**TASK DIRECTIONS:**
Restate the records word for word, omitting nothing.

**DATA SHOWN:**
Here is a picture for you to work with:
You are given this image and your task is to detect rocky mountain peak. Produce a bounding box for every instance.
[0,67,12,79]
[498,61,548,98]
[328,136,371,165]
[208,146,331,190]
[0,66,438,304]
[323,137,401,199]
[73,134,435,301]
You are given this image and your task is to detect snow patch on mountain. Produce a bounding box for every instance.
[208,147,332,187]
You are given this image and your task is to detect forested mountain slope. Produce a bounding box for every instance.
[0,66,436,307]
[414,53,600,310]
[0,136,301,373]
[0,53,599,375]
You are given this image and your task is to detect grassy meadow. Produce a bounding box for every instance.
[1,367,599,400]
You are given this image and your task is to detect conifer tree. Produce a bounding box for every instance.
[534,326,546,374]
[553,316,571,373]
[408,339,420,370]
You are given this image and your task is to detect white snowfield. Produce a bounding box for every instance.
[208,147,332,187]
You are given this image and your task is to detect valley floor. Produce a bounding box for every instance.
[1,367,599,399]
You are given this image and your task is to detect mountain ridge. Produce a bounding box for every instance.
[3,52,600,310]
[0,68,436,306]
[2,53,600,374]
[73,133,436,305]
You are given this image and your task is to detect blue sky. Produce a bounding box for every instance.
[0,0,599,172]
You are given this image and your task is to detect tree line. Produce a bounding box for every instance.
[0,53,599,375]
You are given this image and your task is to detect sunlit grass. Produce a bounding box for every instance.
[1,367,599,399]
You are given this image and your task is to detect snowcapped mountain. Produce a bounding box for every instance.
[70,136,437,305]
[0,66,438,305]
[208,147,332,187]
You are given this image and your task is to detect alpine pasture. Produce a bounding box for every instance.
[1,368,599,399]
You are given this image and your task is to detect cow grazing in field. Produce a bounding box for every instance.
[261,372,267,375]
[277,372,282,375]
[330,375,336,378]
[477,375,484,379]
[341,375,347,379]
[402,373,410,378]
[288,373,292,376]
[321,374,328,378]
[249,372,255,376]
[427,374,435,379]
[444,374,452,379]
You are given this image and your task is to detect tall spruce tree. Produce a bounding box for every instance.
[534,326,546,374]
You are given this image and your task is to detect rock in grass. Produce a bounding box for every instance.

**ANSWER FOR THE TASK:**
Here is a picture for you to work with:
You are given this image and your task is to detect rocky mountain peak. Produce a bounding box for every instance.
[0,67,12,79]
[498,61,548,98]
[328,136,371,165]
[208,146,331,190]
[0,66,438,304]
[323,137,401,199]
[73,134,435,301]
You are given this image and your task is to detect snow patch on mountain. Produce a bounding box for every instance.
[208,147,332,187]
You are given this image and your task is to detect forested mountain slope. Produce a bounding box for every instance.
[0,66,436,307]
[414,53,600,310]
[0,136,301,373]
[0,53,599,375]
You are given this image and your task is to detect grassy meadow. Produce a bounding box for every instance.
[1,367,599,400]
You are given this image and your task is to detect conifer tree. Produce a bounding box for every instance.
[534,326,546,374]
[553,316,571,373]
[408,339,420,370]
You are given this image and your task is to detect white snowfield. Produce a bounding box for every instance.
[208,147,332,187]
You are given this image and your task is to detect valley floor. Produce a bounding box for every instance.
[1,367,599,399]
You are given this image and your task is to detect mountain ridge. Produce a bounding box for every instance.
[3,52,600,310]
[0,68,436,306]
[2,53,600,374]
[73,133,436,305]
You are given this image and your task is to detect blue sky. Produce a bounding box for every instance.
[0,0,599,172]
You are given this image and your task is to detect tree line. Produce a bounding box for every instance.
[0,53,599,375]
You are given this image and your task is to detect sunlit grass. Produce a bounding box for every instance.
[1,367,599,399]
You are given this image and your task is to detect snowcapped mountain. Produce a bounding box for every instance.
[70,136,437,305]
[0,66,438,305]
[208,147,332,187]
You are given this image and your task is to detect alpine pasture. Produce a bounding box for every instance.
[1,368,599,399]
You are given this image and your task is to detect cow grazing in field. Produce a bounding box for every instance.
[261,372,267,375]
[277,372,282,375]
[330,375,336,378]
[477,375,484,379]
[341,375,347,379]
[402,373,410,378]
[288,373,292,376]
[321,374,328,378]
[249,372,255,376]
[427,374,435,379]
[444,374,452,379]
You are given this image and your task is to detect tall spruce tree. Produce a bounding box for every instance.
[534,326,546,374]
You are given this image and your task is to detect rock in grass. Produce a bounding box for every instance.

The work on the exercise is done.